::: RECORDS TO USE :::

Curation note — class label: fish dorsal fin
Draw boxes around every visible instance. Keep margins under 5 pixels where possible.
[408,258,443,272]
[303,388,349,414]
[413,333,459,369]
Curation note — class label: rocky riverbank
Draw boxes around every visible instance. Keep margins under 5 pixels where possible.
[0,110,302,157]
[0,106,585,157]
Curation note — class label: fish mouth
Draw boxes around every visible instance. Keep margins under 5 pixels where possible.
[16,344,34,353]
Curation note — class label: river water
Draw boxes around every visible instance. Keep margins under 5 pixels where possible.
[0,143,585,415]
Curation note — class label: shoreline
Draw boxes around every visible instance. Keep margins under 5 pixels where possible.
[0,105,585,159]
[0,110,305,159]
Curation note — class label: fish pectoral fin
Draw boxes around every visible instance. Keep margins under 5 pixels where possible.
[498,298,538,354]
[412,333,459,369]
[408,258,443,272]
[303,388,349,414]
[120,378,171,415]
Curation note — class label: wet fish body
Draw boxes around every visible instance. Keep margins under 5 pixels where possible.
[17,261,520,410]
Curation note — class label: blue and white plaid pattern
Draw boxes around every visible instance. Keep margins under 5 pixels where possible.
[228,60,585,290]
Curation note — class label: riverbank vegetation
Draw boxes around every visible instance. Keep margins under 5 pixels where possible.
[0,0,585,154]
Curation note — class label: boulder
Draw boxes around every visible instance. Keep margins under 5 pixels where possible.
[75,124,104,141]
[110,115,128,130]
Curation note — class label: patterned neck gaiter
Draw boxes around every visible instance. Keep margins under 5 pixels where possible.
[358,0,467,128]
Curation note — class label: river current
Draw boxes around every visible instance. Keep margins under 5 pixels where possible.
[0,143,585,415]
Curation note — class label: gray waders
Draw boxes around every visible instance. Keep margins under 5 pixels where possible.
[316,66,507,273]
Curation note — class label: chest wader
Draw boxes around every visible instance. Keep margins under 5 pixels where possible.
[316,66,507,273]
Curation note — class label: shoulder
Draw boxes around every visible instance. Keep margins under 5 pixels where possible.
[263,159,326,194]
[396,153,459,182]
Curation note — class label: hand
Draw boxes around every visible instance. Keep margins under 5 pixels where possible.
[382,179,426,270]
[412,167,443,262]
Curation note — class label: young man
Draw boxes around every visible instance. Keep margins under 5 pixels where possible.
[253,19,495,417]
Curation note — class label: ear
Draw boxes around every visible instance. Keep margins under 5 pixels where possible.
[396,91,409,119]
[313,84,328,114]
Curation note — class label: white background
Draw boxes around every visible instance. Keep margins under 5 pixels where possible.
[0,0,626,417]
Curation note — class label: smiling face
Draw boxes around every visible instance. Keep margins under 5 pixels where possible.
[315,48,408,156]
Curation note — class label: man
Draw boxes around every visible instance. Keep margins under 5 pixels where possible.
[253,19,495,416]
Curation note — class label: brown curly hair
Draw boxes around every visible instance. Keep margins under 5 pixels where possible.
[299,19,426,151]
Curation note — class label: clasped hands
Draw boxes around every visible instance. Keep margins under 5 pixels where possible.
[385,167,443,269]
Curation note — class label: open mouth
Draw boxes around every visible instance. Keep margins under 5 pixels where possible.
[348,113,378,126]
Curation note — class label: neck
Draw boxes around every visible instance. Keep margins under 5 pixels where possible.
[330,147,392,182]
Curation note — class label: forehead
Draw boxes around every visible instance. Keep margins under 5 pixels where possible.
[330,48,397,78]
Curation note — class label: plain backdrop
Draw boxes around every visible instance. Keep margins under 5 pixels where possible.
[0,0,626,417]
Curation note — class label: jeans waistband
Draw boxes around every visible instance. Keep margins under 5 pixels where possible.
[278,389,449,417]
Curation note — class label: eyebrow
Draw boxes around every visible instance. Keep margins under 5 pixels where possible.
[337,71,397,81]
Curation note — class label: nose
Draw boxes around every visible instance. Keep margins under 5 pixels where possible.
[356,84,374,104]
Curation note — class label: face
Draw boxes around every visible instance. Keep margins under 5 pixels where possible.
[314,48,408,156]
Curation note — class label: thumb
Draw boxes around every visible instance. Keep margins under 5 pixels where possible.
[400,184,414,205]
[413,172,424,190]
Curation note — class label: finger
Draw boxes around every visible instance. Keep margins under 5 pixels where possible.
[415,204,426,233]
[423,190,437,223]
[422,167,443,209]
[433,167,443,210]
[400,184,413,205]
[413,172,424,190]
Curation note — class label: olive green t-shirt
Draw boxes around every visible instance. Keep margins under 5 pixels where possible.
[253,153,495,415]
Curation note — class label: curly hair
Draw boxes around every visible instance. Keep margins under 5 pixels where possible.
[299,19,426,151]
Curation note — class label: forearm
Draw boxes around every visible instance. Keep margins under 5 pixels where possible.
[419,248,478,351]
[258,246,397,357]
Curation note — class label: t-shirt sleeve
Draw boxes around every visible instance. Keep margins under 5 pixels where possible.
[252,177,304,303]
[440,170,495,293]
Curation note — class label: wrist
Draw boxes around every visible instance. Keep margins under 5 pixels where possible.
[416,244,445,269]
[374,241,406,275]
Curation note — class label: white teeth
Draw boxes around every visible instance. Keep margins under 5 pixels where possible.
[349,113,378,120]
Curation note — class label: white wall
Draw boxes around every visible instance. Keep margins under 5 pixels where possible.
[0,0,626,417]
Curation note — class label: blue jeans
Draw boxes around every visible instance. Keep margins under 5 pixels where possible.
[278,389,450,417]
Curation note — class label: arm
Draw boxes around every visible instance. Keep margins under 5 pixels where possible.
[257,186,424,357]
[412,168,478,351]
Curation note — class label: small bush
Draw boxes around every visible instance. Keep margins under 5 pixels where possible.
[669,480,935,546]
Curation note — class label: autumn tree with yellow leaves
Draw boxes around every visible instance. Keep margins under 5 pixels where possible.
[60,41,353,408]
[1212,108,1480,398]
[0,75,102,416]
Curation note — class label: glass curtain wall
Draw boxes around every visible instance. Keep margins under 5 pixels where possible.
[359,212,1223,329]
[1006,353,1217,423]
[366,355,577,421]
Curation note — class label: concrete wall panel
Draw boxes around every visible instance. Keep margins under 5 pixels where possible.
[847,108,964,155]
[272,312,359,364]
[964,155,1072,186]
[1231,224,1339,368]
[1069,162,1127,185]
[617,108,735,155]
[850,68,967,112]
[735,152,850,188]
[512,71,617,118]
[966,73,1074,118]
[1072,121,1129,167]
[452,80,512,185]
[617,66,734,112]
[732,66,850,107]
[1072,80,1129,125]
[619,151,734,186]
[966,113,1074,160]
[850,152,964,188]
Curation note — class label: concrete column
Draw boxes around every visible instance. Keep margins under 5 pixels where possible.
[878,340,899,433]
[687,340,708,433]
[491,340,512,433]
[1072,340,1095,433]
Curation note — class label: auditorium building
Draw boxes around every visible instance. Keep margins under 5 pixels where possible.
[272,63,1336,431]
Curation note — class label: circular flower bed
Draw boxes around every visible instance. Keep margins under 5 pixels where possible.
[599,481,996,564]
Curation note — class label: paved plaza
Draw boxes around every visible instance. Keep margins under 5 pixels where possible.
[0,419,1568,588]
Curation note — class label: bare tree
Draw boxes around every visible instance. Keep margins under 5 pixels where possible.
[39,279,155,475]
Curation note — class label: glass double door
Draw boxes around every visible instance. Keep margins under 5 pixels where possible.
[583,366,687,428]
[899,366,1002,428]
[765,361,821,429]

:::

Turn the entire listing above into a two-column CSV with the header instruction,boxes. Each row should hold a curation note and its drawing instruction under instruction, and the coordinates that follow under boxes. Quote every field and replace line breaks with spaces.

- RESULT FOR THIS TASK
instruction,boxes
"Curation note — class label: fish dorsal fin Draw boxes around every visible instance. Keep margins under 5 pixels where possible.","[408,258,443,272] [303,388,349,414] [413,333,459,369]"
"Curation note — class label: rocky riverbank Draw boxes around every visible instance. Keep margins under 5 pixels where possible.","[0,110,302,157] [0,106,585,157]"
"Curation note — class label: fish mouth Draw boxes around every visible instance. Keep margins under 5 pixels where possible.","[16,344,34,353]"
"Curation note — class label: river water Draw boxes around every visible instance. Keep margins under 5 pixels where possible.","[0,143,585,415]"
"Curation note — class label: shoreline Draw boxes around every visible instance. Keep margins under 5 pixels where possible.","[0,105,585,159] [0,110,305,159]"
"Curation note — class label: fish pectoral fin Draw boxes around every visible instance. Keep margins under 5 pixels where possible.","[498,298,538,354] [412,333,459,369] [408,258,443,272] [303,388,349,414] [120,378,171,415]"
"Curation note — class label: wet fish body Draw boxes around every visible instance. Keep margins under 5 pixels where possible.","[17,261,520,410]"
"Curation note — class label: blue and white plaid pattern Draw boxes around every visible instance. Keep margins under 5 pixels where possible.","[228,60,585,290]"
"Curation note — class label: riverbank vegetation Draw boxes around every visible instance. Keep margins under 5 pixels where possible.","[0,0,585,154]"
"Curation note — class label: boulder Draw boxes around every visible instance. Keep margins under 5 pixels where possible.","[75,124,104,141] [110,115,128,130]"
"Curation note — class label: patterned neck gaiter Draw boxes around every visible instance. Keep margins under 5 pixels where possible.","[358,0,467,128]"
"Curation note — class label: river current Draw boxes around every visible instance. Keep margins under 5 pixels where possible.","[0,143,585,415]"
"Curation note — class label: gray waders Draw boxes around every visible instance. Keep margins under 5 pixels where possible.","[316,66,507,273]"
"Curation note — class label: chest wader Draw boxes around every visible instance. Keep margins under 5 pixels where possible.","[316,66,507,273]"
"Curation note — class label: shoulder Draw boxes around every visible instance. Keep margins under 5 pixels where possible.","[263,159,326,194] [396,153,459,182]"
"Curation note — class label: hand Draw boxes around every visible instance. Keep margins under 5 pixels where possible.","[382,179,426,270] [412,167,443,262]"
"Curation note — class label: young man Draw boxes around every visible instance. Keep margins under 5 pixels where possible.","[253,19,495,417]"
"Curation note — class label: ear Draw boxes around every visible instance. Keep margins under 5 pixels where possible.","[396,91,409,119] [313,84,328,114]"
"Curation note — class label: white background Draw boxes around every visible instance. Keep margins under 5 pixels where possible.","[0,0,626,417]"
"Curation note — class label: smiling face Draw boxes around every visible instance. Keep margins under 5 pixels where possible.","[315,48,408,156]"
"Curation note — class label: man Draw boxes around every visible instance. Keep margins under 5 pixels where possible.","[253,19,495,416]"
"Curation note — class label: brown curly hair Draw boxes around every visible instance. Keep margins under 5 pixels where possible.","[299,19,426,151]"
"Curation note — class label: clasped hands Draw boxes around every visible instance. Keep margins under 5 pixels where possible.","[385,167,443,269]"
"Curation note — class label: open mouth Draw boxes around every visible instance. Keep margins under 5 pixels where possible.","[348,113,378,126]"
"Curation note — class label: neck Draw boxes around every visible instance. Keep margins under 5 pixels where possible.","[330,147,392,182]"
"Curation note — class label: forehead Draw boxes around every visible instance. Keep margins under 5 pixels where possible.","[330,48,397,78]"
"Curation note — class label: plain backdrop Draw boxes around every visible instance. Keep margins under 5 pixels where possible.","[0,0,626,417]"
"Curation note — class label: jeans waistband Draw boxes around every visible instance. Keep margins under 5 pixels where possible.","[278,389,449,417]"
"Curation note — class label: eyebrow Draw boxes around every visible instance. Keep margins under 5 pixels where possible.","[337,71,397,81]"
"Curation note — class label: nose Draw boxes around every visible instance. Keep margins under 5 pixels where possible.","[356,84,374,104]"
"Curation note — class label: face Draw boxes around every visible instance. Keep margins under 5 pixels where possible.","[314,48,408,156]"
"Curation note — class label: thumb Draw boxes around every visible instance. Keep margins under 5 pixels where possible.","[400,184,414,205] [413,172,424,190]"
"Curation note — class label: finger Draw boxes around every visible instance. Keep margins under 5 pixels where possible.","[415,204,426,233] [423,190,437,223] [422,167,443,209] [433,167,443,210] [400,184,413,205] [413,172,424,190]"
"Curation note — class label: olive green t-shirt Draw boxes around every visible instance. Keep margins under 5 pixels where possible.","[253,153,495,415]"
"Curation note — class label: curly hair Draw boxes around every visible instance. Keep margins under 5 pixels where possible.","[299,19,426,151]"
"Curation note — class label: forearm Draw boxes around every visible instance. Keep margins under 5 pixels where possible.","[419,248,478,351] [258,246,397,357]"
"Curation note — class label: t-shirt sleeve Draw boxes around every visible instance. Keep margins under 5 pixels where possible.","[252,177,304,303] [440,170,495,293]"
"Curation note — class label: wrist Draw boxes around every visible instance. Keep margins under 5 pixels where possible.","[416,244,445,269] [374,241,406,275]"
"Curation note — class label: white teeth Draw boxes around every visible instance. Keep margins under 5 pixels where possible.","[349,113,378,120]"
"Curation note — class label: white wall Draw boxes around every visible instance. Keep margins under 5 pixels where possible.","[0,0,626,417]"
"Curation note — class label: blue jeans Draw boxes around every visible instance. Keep margins under 5 pixels where possible.","[278,389,450,417]"
"Curation note — class label: arm Draw boxes around every visible instance. Keep margins under 5 pixels where possible.","[257,186,424,357] [412,168,478,351]"
"Curation note — class label: small bush Draw boxes around every visible instance. Keep margins under 5 pixels where possible.","[669,480,935,546]"
"Curation note — class label: autumn tree with yellow leaves Draw boxes around every visible instance. Keep margins under 5 pixels where possible.","[60,41,353,408] [1212,108,1480,398] [0,75,102,416]"
"Curation note — class label: glass curtain wall Draw boxes around every visible instance. Keep margins under 5 pixels where possible.","[359,212,1223,329] [1006,353,1217,423] [366,355,577,421]"
"Curation note — class label: concrete wall panel Draw boxes around every visible instance. Keep margins under 5 pixels where possible.","[847,108,964,155] [272,312,359,364] [964,155,1072,186] [1231,224,1339,368] [1069,162,1127,185] [617,108,735,155] [850,68,967,112] [735,152,850,188] [512,71,617,118] [966,73,1074,118] [1072,121,1129,167] [452,80,512,185] [617,66,734,112] [732,66,850,107] [1072,80,1129,125] [619,151,734,186] [966,113,1074,160] [850,152,964,188]"
"Curation note — class label: concrete column Draw boxes around every visible instance. Keep margins under 5 pixels where possible.","[878,340,899,433] [687,340,708,433] [491,340,512,433] [1072,340,1095,433]"
"Curation note — class label: auditorium building Draw boxes around every visible instance. Keep margins under 5 pixels where possible.","[272,63,1336,431]"
"Curation note — class label: circular flower bed Draw boxes around every visible instance. Keep margins under 5 pixels where possible.","[599,481,996,564]"
"Curation note — class label: paved plaza Draw boxes around every visible instance. Keep margins under 5 pixels where possible.","[0,419,1568,588]"
"Curation note — class label: bare tree Draw boxes around every visible instance. Keep margins under 5 pixels where possible.","[39,279,155,475]"
"Curation note — class label: glass double door Draw boxes around every visible instance. Keep margins under 5 pixels where possible.","[583,366,687,428] [899,366,1002,428] [765,361,821,429]"